*TASK*.
Can you write out everything from the line containing "query (the noun phrase to segment): pizza" down to the line containing "138 108 L 132", both included and requests kept, but shift every number in the SVG answers up by 17, counting both the viewBox values and the path coordinates?

Stored data:
- - - - -

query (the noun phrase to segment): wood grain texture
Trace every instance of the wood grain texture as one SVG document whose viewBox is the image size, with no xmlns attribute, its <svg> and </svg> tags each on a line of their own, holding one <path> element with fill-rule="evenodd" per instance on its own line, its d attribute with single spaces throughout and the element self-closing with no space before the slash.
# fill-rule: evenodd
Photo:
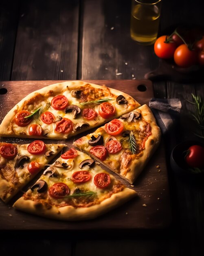
<svg viewBox="0 0 204 256">
<path fill-rule="evenodd" d="M 3 85 L 3 88 L 7 89 L 8 92 L 4 95 L 0 95 L 0 120 L 2 120 L 9 109 L 29 92 L 33 91 L 34 88 L 37 89 L 57 82 L 21 81 L 3 82 L 1 85 Z M 94 80 L 90 82 L 101 85 L 105 84 L 110 87 L 121 90 L 129 93 L 142 104 L 147 103 L 153 95 L 151 83 L 147 80 Z M 145 85 L 147 88 L 146 91 L 138 91 L 137 87 L 141 84 Z M 22 88 L 23 90 L 22 90 Z M 76 137 L 75 139 L 81 136 L 82 134 Z M 65 142 L 67 144 L 71 146 L 73 139 L 71 138 Z M 8 142 L 15 141 L 20 143 L 28 141 L 28 140 L 22 139 L 5 138 L 2 138 L 2 140 Z M 50 140 L 45 140 L 45 141 L 48 143 L 51 141 Z M 158 172 L 158 169 L 156 168 L 158 165 L 161 170 L 160 172 Z M 9 208 L 9 205 L 6 205 L 1 202 L 0 209 L 1 214 L 4 216 L 4 219 L 3 222 L 0 219 L 0 227 L 3 230 L 50 229 L 52 228 L 74 231 L 145 230 L 167 227 L 171 221 L 171 210 L 167 176 L 165 154 L 163 146 L 161 144 L 134 184 L 138 194 L 138 198 L 132 199 L 108 213 L 92 220 L 80 222 L 80 225 L 79 225 L 75 222 L 50 220 L 31 216 L 15 211 L 12 208 Z M 13 203 L 16 199 L 16 197 L 11 203 Z M 147 207 L 143 206 L 145 204 Z M 9 214 L 12 215 L 12 218 L 9 216 Z M 38 225 L 36 225 L 36 223 Z"/>
<path fill-rule="evenodd" d="M 0 2 L 0 81 L 9 80 L 11 77 L 20 2 Z"/>
<path fill-rule="evenodd" d="M 76 79 L 79 0 L 23 1 L 12 80 Z"/>
</svg>

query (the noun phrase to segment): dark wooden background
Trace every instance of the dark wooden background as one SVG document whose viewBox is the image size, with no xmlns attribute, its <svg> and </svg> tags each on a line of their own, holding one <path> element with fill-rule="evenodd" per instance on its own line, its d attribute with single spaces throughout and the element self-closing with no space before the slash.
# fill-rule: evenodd
<svg viewBox="0 0 204 256">
<path fill-rule="evenodd" d="M 159 35 L 182 23 L 204 25 L 201 0 L 162 1 Z M 1 1 L 0 80 L 144 79 L 159 61 L 152 45 L 131 39 L 130 12 L 129 0 Z M 74 236 L 66 231 L 1 231 L 1 255 L 203 255 L 204 181 L 179 179 L 169 163 L 177 142 L 195 138 L 187 117 L 193 108 L 186 100 L 191 93 L 204 97 L 202 77 L 191 83 L 184 78 L 154 83 L 156 97 L 179 98 L 182 104 L 179 127 L 165 138 L 173 216 L 169 229 Z"/>
</svg>

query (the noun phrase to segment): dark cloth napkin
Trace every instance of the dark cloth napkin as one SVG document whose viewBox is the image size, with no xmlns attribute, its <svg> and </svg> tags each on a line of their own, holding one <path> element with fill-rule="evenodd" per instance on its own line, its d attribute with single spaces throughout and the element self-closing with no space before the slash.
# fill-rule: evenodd
<svg viewBox="0 0 204 256">
<path fill-rule="evenodd" d="M 181 108 L 179 99 L 152 98 L 149 106 L 163 134 L 169 132 L 178 121 Z"/>
</svg>

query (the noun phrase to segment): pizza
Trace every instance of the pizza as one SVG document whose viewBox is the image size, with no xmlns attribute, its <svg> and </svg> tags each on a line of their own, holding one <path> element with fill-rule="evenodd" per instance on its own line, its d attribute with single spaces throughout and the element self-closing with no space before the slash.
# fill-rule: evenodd
<svg viewBox="0 0 204 256">
<path fill-rule="evenodd" d="M 138 108 L 132 97 L 82 81 L 51 85 L 23 99 L 6 115 L 0 136 L 64 139 Z"/>
<path fill-rule="evenodd" d="M 87 154 L 61 155 L 15 203 L 15 208 L 65 220 L 92 219 L 137 195 Z"/>
<path fill-rule="evenodd" d="M 0 198 L 7 202 L 48 164 L 65 145 L 0 142 Z"/>
<path fill-rule="evenodd" d="M 157 148 L 160 136 L 151 111 L 144 105 L 73 144 L 132 184 Z"/>
</svg>

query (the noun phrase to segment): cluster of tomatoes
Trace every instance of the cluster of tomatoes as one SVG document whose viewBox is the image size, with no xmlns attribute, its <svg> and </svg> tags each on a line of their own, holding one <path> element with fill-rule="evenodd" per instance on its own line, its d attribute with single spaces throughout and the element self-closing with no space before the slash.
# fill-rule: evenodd
<svg viewBox="0 0 204 256">
<path fill-rule="evenodd" d="M 187 32 L 185 30 L 184 33 L 179 30 L 176 29 L 170 36 L 162 36 L 157 39 L 154 46 L 157 56 L 162 59 L 173 59 L 182 67 L 204 65 L 202 31 L 193 33 L 192 30 Z"/>
</svg>

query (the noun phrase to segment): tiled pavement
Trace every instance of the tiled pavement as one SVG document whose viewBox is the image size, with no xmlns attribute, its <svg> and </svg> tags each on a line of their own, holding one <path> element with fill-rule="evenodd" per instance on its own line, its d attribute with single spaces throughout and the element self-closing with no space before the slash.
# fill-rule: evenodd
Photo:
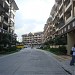
<svg viewBox="0 0 75 75">
<path fill-rule="evenodd" d="M 52 54 L 52 53 L 51 53 Z M 71 56 L 67 56 L 67 55 L 55 55 L 52 54 L 61 64 L 61 66 L 67 71 L 69 72 L 71 75 L 75 75 L 75 65 L 74 66 L 70 66 L 70 61 L 71 61 Z"/>
</svg>

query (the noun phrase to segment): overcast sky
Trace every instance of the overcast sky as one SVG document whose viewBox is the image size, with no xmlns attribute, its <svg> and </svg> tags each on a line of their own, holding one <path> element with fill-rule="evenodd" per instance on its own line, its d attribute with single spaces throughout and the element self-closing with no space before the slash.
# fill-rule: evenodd
<svg viewBox="0 0 75 75">
<path fill-rule="evenodd" d="M 15 0 L 19 10 L 15 16 L 15 33 L 21 36 L 29 32 L 43 31 L 55 0 Z"/>
</svg>

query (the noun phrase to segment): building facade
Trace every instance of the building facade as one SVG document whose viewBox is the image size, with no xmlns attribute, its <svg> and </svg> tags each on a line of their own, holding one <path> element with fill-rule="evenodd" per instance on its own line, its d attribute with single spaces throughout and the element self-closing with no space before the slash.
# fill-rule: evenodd
<svg viewBox="0 0 75 75">
<path fill-rule="evenodd" d="M 0 42 L 8 38 L 12 43 L 17 37 L 14 33 L 16 10 L 18 6 L 15 0 L 0 0 Z"/>
<path fill-rule="evenodd" d="M 52 22 L 52 17 L 47 19 L 47 22 L 44 26 L 44 43 L 53 38 L 53 34 L 55 32 L 55 27 Z"/>
<path fill-rule="evenodd" d="M 55 0 L 51 10 L 55 35 L 67 36 L 67 54 L 75 43 L 75 0 Z"/>
<path fill-rule="evenodd" d="M 22 42 L 29 47 L 40 47 L 43 43 L 43 32 L 24 34 Z"/>
</svg>

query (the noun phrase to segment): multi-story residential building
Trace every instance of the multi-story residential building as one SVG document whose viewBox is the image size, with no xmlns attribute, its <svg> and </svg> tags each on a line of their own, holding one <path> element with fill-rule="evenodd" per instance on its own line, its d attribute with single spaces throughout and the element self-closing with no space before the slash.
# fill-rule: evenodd
<svg viewBox="0 0 75 75">
<path fill-rule="evenodd" d="M 75 0 L 55 0 L 51 10 L 52 21 L 56 28 L 55 35 L 66 35 L 67 50 L 70 54 L 75 43 Z"/>
<path fill-rule="evenodd" d="M 54 33 L 54 25 L 52 22 L 52 17 L 49 17 L 47 19 L 47 22 L 44 26 L 44 42 L 49 41 L 52 37 L 52 34 Z"/>
<path fill-rule="evenodd" d="M 15 40 L 14 17 L 16 10 L 18 10 L 18 6 L 15 0 L 0 0 L 0 41 L 6 39 L 6 36 L 10 43 Z"/>
<path fill-rule="evenodd" d="M 22 35 L 22 42 L 26 46 L 39 47 L 43 43 L 43 32 L 24 34 Z"/>
</svg>

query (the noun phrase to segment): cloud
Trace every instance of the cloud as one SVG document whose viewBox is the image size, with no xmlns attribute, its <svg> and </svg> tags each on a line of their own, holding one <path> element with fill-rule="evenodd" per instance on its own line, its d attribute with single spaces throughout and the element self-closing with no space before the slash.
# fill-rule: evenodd
<svg viewBox="0 0 75 75">
<path fill-rule="evenodd" d="M 29 32 L 43 31 L 54 0 L 16 0 L 15 32 L 18 37 Z"/>
</svg>

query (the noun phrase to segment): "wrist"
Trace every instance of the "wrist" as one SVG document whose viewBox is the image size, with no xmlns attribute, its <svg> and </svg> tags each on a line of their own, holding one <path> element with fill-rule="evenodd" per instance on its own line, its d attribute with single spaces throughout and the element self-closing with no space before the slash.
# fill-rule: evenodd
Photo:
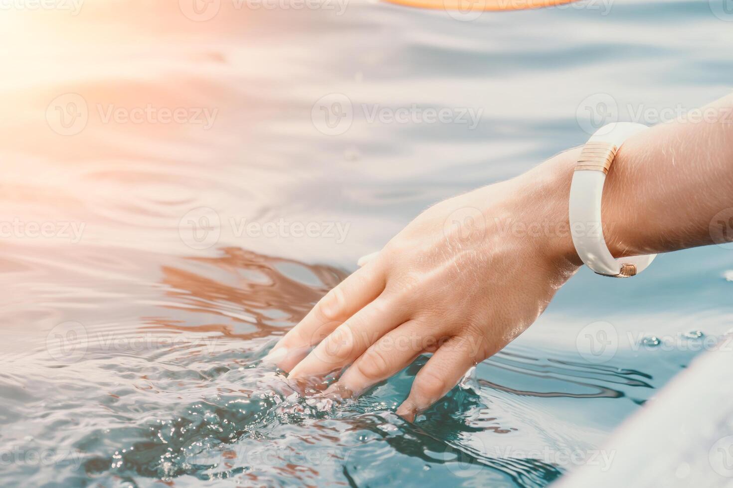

- - - - -

*EXERCISE RESULT*.
query (the noun phrase to segment): pizza
Trace every instance of the pizza as one SVG document whose viewBox is the image size, with no xmlns attribute, its <svg> and </svg> tags each on a line of their own, holding one <path> element with fill-rule="evenodd" per instance on its own line, its d attribute with single spaces throughout and the element self-closing with no space before the slash.
# fill-rule: evenodd
<svg viewBox="17 17 221 273">
<path fill-rule="evenodd" d="M 155 125 L 149 114 L 99 98 L 68 102 L 40 116 L 23 132 L 17 153 L 81 156 Z"/>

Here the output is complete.